_WHAT TO WORK ON:_ Pick out every line of the entries below that contains the string "handle". Case counts, so a line qualifies only if its capitalization matches.

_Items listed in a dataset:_
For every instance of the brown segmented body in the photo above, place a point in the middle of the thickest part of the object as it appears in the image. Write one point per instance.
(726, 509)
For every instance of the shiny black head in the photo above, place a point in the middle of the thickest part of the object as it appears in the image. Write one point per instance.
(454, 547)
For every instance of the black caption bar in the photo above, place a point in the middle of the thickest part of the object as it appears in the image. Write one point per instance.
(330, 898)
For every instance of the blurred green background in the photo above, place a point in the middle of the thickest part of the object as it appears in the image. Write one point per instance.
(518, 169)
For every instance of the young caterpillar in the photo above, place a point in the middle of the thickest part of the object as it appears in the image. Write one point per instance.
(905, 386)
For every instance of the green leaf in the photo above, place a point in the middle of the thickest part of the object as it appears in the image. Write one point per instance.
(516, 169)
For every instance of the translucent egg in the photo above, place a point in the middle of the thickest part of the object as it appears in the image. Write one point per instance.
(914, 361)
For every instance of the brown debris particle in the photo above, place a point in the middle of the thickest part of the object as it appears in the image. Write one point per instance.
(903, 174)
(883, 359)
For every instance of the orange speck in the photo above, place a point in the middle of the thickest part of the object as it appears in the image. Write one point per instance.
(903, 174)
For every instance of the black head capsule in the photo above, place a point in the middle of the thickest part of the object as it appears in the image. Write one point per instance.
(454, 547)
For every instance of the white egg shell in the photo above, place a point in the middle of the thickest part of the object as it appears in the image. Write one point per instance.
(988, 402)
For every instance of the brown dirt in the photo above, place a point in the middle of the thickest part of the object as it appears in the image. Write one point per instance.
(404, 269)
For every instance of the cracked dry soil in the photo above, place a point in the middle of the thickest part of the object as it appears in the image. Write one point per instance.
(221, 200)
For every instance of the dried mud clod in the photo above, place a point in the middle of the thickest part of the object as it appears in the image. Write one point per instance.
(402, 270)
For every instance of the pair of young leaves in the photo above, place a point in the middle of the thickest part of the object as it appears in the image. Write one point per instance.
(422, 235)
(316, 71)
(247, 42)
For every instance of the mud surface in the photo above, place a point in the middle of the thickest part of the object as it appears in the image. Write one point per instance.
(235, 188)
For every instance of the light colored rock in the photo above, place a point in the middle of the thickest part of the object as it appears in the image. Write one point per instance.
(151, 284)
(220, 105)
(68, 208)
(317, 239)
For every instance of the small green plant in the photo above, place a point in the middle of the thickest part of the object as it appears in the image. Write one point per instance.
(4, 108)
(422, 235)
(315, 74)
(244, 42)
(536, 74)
...
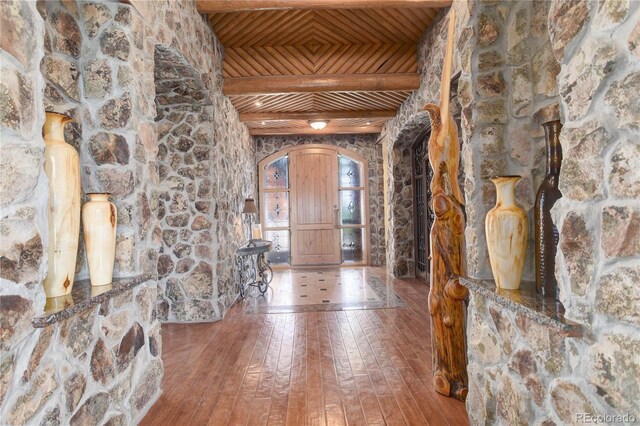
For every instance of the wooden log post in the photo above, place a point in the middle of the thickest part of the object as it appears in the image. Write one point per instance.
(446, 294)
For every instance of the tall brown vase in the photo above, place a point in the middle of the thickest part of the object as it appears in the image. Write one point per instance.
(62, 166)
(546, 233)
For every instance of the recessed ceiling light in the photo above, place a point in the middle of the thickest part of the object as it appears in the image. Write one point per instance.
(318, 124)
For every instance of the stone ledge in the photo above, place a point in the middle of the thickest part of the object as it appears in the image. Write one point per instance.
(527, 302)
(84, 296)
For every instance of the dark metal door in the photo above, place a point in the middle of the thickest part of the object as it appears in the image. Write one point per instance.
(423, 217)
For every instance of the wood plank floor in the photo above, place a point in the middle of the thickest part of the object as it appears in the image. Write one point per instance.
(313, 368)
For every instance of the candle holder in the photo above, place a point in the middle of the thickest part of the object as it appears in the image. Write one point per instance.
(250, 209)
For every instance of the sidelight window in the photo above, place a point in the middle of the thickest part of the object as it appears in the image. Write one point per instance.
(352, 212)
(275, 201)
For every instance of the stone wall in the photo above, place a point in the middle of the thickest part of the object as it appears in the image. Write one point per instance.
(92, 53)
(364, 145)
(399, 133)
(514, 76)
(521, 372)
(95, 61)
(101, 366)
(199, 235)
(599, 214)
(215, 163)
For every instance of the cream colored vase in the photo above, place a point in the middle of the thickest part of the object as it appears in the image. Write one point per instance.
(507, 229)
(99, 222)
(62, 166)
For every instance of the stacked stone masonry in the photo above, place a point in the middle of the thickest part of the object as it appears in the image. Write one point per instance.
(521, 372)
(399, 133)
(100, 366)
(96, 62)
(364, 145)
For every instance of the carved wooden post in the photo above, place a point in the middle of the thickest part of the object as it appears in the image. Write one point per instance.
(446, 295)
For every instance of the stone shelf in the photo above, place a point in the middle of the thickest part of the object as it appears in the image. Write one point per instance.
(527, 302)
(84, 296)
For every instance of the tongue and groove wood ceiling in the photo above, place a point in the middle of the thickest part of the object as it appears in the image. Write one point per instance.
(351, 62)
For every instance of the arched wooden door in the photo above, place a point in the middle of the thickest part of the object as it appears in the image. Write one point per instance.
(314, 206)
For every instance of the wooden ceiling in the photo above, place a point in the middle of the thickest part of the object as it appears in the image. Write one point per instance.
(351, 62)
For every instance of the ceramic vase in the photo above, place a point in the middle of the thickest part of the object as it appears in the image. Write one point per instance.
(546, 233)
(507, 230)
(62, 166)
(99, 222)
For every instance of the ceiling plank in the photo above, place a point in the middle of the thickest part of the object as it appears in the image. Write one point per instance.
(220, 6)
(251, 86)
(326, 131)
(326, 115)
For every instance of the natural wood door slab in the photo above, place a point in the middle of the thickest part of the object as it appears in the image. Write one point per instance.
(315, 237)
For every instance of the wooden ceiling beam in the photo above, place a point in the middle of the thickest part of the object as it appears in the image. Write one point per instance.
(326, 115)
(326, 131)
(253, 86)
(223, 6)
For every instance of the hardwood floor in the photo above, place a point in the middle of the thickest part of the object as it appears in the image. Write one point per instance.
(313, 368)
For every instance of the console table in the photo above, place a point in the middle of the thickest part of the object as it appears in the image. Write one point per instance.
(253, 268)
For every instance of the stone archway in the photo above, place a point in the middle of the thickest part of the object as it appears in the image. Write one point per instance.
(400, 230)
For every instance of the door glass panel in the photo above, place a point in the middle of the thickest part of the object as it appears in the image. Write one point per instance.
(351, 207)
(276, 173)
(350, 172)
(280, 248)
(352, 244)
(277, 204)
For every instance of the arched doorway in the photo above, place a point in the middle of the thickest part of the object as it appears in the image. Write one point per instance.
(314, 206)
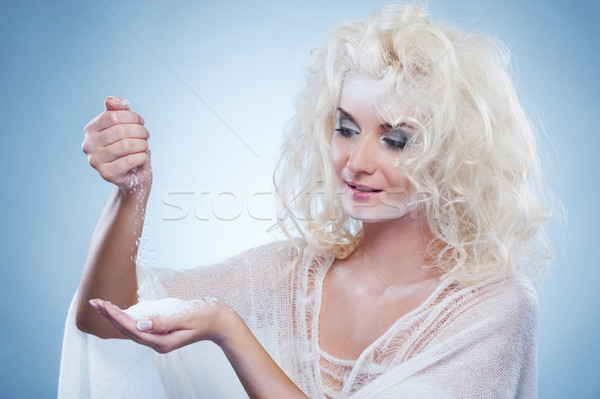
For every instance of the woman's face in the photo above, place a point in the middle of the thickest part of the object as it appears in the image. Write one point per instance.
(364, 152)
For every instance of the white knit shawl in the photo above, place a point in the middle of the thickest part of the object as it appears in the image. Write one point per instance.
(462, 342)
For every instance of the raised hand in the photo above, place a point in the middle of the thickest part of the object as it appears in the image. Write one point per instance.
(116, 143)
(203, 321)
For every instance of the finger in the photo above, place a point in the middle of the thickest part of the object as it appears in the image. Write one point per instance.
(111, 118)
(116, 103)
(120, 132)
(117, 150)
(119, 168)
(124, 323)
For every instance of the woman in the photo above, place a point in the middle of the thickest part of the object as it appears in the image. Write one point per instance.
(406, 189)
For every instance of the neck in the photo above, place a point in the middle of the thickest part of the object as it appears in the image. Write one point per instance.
--
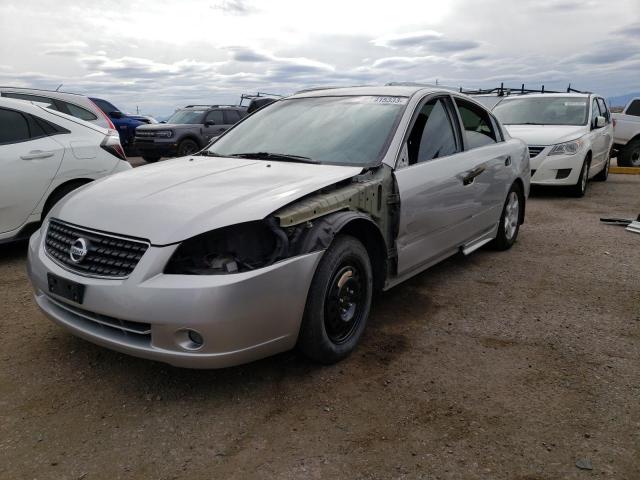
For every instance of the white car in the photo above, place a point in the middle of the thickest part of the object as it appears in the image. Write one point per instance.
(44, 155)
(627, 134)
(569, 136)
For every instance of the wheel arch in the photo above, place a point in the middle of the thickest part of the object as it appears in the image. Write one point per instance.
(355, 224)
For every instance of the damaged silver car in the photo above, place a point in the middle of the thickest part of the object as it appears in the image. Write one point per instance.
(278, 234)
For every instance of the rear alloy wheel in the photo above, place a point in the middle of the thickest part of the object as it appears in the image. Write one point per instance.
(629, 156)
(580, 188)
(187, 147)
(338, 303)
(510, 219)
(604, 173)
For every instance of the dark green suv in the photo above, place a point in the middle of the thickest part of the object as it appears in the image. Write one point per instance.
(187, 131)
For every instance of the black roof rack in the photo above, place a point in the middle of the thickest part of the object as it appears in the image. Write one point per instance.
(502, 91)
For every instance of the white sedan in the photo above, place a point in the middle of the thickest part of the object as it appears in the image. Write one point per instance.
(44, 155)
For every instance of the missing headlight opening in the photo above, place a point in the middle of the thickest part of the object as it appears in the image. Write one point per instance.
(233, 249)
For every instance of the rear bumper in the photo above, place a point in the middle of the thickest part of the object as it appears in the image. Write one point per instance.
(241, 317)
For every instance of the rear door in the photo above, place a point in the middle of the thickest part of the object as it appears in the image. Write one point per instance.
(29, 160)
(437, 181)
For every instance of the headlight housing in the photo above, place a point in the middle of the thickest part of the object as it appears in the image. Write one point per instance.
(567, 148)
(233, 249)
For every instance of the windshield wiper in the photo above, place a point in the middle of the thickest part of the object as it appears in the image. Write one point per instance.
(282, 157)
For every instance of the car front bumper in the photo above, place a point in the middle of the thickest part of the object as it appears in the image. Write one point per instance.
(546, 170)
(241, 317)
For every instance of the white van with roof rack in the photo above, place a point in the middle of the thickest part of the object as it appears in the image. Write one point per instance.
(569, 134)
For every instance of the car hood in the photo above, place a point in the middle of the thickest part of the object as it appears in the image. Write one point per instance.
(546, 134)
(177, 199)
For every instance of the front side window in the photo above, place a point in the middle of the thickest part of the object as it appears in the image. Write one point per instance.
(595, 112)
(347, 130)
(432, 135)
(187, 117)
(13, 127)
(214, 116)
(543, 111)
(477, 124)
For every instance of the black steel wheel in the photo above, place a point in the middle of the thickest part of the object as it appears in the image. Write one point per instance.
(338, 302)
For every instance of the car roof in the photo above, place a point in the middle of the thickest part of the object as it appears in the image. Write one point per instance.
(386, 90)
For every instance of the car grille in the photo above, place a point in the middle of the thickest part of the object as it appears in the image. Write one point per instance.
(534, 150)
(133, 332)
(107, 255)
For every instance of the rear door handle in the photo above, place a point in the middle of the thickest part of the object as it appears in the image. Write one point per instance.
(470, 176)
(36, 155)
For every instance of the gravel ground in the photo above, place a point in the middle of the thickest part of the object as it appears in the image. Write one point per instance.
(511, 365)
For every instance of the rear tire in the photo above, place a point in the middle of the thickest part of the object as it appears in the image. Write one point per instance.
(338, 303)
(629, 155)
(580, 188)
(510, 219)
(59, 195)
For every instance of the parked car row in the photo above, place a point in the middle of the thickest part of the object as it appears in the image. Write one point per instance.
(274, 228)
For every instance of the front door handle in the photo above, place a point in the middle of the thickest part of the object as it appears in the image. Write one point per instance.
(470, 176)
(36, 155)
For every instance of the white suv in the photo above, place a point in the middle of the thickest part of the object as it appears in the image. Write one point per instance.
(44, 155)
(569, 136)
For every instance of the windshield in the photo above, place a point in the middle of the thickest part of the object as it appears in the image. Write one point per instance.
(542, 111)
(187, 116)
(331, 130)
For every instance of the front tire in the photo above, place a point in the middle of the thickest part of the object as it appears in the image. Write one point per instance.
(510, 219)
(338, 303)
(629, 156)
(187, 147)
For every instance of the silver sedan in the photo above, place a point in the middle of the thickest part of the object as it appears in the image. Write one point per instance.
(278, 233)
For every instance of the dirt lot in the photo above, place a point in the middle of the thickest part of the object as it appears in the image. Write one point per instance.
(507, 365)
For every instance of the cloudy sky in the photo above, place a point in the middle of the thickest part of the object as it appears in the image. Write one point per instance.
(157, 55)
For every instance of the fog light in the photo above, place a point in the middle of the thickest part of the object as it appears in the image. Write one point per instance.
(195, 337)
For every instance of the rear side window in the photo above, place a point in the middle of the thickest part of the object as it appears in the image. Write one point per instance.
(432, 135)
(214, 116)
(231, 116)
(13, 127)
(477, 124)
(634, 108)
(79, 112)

_EXPECTED ANSWER:_
For every instance of the rear door handle in the photo above, place a point in the middle of the thickest part of the object as it appears in the image. Write one point per instance.
For every instance of the front door handle in the photo above, place a point in the middle of the thickest part of the object as it appears in the image. Write one point per instance.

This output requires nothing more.